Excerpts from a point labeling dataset
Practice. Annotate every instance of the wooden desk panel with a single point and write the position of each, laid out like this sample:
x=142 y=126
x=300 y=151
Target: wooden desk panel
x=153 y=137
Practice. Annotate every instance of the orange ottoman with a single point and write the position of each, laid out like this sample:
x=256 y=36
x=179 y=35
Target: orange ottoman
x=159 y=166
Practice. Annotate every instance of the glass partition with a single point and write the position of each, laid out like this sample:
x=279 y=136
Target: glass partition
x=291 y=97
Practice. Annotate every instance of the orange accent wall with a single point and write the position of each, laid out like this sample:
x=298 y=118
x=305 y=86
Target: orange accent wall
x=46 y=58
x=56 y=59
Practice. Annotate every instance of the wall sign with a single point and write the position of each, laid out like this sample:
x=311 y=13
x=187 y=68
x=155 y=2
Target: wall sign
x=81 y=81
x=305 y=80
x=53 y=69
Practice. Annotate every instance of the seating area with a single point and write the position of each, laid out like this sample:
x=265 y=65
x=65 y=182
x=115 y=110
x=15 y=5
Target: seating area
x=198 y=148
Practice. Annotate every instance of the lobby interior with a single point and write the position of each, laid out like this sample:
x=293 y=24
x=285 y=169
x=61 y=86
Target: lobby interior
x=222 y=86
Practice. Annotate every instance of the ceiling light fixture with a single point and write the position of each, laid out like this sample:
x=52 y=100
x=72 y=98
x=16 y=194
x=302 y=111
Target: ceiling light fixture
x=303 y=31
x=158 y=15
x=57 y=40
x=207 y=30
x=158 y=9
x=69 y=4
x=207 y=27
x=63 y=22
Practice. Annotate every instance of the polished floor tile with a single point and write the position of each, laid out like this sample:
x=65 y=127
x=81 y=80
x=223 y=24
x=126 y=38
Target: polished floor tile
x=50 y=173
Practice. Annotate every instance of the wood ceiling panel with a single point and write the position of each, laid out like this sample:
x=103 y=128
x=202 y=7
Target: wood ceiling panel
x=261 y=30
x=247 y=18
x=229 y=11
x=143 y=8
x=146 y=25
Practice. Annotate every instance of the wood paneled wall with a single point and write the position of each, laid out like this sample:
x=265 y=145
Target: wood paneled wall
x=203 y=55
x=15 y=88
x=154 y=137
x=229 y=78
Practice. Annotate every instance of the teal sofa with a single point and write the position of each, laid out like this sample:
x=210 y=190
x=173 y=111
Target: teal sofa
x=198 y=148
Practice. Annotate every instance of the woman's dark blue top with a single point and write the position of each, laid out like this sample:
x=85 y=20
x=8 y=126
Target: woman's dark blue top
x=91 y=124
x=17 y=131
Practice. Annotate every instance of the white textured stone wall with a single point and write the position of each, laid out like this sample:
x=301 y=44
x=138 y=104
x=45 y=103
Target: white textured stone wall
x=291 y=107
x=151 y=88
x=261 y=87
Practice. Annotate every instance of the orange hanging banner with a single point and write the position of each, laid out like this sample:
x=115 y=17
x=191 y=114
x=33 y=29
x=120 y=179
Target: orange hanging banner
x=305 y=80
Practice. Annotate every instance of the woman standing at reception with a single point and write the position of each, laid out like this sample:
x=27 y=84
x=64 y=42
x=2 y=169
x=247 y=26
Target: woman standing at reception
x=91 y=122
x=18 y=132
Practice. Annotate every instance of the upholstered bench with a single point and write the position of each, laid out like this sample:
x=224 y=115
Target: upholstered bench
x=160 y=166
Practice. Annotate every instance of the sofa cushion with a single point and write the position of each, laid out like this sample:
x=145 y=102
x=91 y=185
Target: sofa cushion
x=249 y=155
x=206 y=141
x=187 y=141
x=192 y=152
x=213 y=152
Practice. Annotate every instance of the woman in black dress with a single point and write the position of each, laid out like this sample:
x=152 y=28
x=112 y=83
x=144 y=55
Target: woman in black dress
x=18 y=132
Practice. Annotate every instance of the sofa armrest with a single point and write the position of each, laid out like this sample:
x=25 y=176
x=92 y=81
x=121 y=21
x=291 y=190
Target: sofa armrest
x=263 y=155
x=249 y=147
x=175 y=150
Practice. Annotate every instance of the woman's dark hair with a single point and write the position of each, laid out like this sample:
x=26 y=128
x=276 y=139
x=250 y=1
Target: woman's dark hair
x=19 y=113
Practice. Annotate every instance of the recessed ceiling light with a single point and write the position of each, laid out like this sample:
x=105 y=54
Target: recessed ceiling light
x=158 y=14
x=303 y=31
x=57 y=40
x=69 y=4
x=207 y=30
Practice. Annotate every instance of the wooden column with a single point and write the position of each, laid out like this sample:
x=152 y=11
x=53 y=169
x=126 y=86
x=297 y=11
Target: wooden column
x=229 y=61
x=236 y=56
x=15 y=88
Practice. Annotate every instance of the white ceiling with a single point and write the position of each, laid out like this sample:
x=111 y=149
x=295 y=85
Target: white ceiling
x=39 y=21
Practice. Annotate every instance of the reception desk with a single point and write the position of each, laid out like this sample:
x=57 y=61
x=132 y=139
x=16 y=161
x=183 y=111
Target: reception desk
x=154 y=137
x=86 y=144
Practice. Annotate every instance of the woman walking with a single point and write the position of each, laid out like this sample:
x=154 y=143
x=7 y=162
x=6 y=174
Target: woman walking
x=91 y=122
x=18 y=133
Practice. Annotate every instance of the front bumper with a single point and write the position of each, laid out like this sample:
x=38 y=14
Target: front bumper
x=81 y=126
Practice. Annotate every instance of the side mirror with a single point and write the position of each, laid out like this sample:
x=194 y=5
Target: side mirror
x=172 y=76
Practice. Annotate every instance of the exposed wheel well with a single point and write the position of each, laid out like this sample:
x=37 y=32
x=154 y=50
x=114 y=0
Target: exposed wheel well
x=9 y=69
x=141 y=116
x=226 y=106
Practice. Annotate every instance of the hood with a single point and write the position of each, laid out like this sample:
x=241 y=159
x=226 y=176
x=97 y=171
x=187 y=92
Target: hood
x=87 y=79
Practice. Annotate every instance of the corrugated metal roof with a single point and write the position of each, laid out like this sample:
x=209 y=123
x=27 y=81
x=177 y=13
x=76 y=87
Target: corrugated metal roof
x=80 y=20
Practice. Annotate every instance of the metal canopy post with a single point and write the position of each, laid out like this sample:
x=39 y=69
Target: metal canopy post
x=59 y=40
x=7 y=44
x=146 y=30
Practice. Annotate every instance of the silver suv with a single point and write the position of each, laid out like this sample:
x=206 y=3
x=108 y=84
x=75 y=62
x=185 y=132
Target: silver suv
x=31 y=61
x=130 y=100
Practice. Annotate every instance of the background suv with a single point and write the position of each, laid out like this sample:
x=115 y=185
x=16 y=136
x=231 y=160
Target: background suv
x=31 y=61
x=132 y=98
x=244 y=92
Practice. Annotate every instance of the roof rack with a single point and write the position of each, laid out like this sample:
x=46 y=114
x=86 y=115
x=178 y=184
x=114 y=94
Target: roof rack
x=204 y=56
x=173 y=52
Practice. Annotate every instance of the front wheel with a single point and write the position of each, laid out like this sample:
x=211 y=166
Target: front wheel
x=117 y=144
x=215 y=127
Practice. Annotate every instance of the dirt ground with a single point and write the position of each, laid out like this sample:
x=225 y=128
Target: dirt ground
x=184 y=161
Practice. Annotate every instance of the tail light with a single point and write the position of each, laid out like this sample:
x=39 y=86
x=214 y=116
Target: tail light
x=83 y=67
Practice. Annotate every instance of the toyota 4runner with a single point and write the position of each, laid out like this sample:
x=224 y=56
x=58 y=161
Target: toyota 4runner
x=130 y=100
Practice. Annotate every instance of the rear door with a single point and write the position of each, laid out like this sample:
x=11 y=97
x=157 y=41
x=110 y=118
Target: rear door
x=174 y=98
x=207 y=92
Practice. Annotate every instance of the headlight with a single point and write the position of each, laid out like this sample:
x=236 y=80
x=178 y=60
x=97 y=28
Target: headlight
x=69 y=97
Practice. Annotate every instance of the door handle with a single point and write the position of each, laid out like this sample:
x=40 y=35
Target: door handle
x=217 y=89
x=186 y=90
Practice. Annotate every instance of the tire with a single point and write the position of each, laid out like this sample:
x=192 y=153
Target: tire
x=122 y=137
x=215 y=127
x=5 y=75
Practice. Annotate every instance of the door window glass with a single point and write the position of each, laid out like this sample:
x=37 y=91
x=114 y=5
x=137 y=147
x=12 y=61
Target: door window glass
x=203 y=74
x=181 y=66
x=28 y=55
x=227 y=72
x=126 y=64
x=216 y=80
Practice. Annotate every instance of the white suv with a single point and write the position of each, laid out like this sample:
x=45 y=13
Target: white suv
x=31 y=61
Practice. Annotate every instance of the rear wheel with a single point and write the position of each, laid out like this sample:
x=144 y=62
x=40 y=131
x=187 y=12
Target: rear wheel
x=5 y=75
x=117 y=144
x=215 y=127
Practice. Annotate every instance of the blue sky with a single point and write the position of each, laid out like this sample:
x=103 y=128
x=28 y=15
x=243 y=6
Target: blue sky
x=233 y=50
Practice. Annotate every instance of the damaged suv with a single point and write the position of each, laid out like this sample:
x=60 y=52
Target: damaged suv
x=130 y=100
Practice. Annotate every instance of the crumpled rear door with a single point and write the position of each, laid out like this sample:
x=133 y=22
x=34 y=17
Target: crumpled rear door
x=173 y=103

> What you are asked to do
Rewrite the material from the line with "Practice. Annotate every instance of the sofa cushion" to the line with "x=213 y=152", both included, with the requests kept as they are and every coordinate in the answers multiplied by 2.1 and rounded to a whole number, halves rounding up.

> Solution to the problem
Practice. Annotate every instance of the sofa cushion with a single point and write the position of each, laid out like this sample:
x=145 y=102
x=91 y=185
Target: sofa cushion
x=523 y=326
x=433 y=296
x=393 y=296
x=403 y=319
x=447 y=319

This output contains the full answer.